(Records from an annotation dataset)
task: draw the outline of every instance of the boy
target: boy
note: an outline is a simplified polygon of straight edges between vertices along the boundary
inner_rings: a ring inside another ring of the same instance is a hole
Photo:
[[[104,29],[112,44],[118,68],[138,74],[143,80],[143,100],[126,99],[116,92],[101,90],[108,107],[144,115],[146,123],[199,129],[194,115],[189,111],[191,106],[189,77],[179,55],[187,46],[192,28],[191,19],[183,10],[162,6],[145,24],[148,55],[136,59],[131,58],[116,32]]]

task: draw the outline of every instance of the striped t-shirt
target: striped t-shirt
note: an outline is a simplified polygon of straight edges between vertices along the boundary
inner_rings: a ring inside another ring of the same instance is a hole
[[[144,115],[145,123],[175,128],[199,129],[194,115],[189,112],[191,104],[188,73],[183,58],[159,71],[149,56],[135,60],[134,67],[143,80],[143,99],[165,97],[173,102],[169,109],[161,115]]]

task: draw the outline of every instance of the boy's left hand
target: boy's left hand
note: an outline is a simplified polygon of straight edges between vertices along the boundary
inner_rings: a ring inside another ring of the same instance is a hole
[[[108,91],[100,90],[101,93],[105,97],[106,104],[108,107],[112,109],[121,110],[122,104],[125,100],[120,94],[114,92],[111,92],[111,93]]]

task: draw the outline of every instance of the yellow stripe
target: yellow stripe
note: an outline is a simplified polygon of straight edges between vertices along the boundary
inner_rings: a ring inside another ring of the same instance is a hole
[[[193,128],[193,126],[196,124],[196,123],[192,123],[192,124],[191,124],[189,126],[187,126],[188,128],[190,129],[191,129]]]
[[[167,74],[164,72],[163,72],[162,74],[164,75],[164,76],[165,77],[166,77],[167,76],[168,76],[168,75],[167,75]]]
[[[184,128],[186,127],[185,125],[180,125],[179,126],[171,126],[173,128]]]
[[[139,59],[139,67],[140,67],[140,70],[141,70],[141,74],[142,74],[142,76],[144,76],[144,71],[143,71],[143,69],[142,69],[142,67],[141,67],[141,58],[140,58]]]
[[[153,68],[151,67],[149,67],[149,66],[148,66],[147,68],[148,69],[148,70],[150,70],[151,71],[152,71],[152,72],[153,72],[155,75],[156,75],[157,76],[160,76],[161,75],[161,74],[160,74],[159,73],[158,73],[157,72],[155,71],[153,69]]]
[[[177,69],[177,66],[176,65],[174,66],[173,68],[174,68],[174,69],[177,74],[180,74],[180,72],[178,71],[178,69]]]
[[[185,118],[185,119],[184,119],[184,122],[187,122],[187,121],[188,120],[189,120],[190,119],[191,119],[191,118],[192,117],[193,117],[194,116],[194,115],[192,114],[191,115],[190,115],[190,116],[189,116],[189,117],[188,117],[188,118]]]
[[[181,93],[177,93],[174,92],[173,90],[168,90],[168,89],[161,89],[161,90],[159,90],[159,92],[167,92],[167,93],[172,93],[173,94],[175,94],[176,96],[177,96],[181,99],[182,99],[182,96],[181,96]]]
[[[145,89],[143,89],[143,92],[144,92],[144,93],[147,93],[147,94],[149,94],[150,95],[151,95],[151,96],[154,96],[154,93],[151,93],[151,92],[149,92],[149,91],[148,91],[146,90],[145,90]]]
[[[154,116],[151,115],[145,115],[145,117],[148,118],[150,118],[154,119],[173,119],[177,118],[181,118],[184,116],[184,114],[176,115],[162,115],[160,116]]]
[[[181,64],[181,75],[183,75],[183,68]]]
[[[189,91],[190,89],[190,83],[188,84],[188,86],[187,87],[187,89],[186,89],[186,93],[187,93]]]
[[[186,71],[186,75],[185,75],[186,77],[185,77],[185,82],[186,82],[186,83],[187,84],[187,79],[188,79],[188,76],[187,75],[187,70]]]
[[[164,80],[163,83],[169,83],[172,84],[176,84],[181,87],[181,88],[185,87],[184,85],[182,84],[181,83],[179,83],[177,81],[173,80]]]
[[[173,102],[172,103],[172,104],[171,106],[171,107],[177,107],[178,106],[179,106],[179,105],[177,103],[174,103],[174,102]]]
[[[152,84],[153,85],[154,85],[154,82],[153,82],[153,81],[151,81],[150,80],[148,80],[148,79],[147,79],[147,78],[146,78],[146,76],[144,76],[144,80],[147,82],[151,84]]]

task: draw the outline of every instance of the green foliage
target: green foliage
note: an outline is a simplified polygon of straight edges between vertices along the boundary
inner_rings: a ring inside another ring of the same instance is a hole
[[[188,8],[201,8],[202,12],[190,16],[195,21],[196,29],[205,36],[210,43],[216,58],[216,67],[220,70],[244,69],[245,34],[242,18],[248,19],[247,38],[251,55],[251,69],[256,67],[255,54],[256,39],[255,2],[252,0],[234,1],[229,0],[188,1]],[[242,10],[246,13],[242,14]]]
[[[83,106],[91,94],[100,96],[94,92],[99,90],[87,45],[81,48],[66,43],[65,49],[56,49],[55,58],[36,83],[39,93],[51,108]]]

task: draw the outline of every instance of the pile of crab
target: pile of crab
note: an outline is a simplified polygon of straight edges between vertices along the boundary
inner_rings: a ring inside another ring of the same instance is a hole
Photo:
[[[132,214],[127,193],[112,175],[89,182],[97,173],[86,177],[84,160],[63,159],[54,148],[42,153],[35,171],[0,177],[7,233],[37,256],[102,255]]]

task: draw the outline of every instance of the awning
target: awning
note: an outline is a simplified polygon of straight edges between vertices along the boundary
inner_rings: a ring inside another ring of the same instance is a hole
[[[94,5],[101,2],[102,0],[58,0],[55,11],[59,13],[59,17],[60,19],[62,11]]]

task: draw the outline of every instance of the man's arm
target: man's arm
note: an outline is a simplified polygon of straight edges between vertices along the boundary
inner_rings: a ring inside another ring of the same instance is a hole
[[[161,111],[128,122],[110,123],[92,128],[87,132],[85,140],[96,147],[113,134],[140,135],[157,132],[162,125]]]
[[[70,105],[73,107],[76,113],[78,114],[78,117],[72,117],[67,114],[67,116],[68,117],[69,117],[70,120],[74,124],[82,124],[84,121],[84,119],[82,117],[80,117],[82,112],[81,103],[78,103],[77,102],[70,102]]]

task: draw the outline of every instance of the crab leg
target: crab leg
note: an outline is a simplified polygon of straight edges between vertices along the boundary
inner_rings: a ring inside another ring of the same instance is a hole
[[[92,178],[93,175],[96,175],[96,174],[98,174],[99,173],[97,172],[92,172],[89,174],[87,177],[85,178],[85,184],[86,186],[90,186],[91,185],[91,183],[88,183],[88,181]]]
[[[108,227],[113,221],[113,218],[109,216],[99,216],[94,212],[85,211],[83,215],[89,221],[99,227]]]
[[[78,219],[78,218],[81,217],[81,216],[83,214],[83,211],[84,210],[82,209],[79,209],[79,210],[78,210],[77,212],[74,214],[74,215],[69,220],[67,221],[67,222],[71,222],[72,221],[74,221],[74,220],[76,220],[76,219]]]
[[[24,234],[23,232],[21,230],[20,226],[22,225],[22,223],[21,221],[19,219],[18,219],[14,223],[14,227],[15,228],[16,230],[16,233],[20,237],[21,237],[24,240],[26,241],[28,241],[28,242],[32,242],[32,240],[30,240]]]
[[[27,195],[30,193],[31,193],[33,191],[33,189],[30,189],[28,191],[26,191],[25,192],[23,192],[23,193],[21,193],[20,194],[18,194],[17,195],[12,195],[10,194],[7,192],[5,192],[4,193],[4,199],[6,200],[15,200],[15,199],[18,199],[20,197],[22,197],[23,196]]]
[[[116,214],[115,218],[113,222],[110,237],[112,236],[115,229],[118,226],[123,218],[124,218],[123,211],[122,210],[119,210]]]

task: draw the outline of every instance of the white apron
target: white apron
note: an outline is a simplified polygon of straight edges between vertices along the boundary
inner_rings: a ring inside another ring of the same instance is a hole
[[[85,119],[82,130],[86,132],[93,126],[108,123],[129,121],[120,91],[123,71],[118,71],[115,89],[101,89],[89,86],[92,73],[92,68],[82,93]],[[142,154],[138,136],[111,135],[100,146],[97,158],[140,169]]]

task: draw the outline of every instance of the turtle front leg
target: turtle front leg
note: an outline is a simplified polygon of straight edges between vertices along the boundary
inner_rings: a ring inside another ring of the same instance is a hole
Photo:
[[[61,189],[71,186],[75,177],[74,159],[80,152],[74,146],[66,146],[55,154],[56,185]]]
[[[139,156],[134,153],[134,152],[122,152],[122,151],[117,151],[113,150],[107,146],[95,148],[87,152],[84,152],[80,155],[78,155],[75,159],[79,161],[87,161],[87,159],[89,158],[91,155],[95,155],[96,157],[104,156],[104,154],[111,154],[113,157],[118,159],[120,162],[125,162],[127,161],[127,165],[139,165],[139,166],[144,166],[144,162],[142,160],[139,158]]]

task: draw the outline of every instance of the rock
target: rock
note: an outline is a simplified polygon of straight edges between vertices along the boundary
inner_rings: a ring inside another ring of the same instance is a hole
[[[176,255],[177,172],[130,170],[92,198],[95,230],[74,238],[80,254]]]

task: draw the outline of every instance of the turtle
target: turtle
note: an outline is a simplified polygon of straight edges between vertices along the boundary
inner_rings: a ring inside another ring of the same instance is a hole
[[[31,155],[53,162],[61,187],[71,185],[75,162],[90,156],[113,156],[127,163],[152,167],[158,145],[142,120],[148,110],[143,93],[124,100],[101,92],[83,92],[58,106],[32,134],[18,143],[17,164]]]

Do this: In the records above, find the line containing "task: draw the outline of every instance of the rock"; please retype it and every line after it through the last line, exactly and with nothing else.

Response to the exercise:
task: draw the outline of every instance of the rock
target: rock
note: an outline is a simplified polygon of straight edges between vertices along the boundary
inner_rings: a ring inside another ring of the same instance is a hole
[[[176,255],[177,172],[130,170],[92,198],[95,230],[74,238],[80,254]]]

task: draw the outline of every instance of the turtle
target: turtle
note: an outline is a simplified polygon of straight edges between vertices along the boundary
inner_rings: a ring inside another ring of the same instance is a hole
[[[31,155],[53,162],[61,187],[71,185],[75,162],[90,156],[113,156],[127,163],[152,167],[158,145],[142,120],[148,110],[143,93],[124,100],[101,92],[83,92],[58,106],[32,134],[18,143],[17,164]]]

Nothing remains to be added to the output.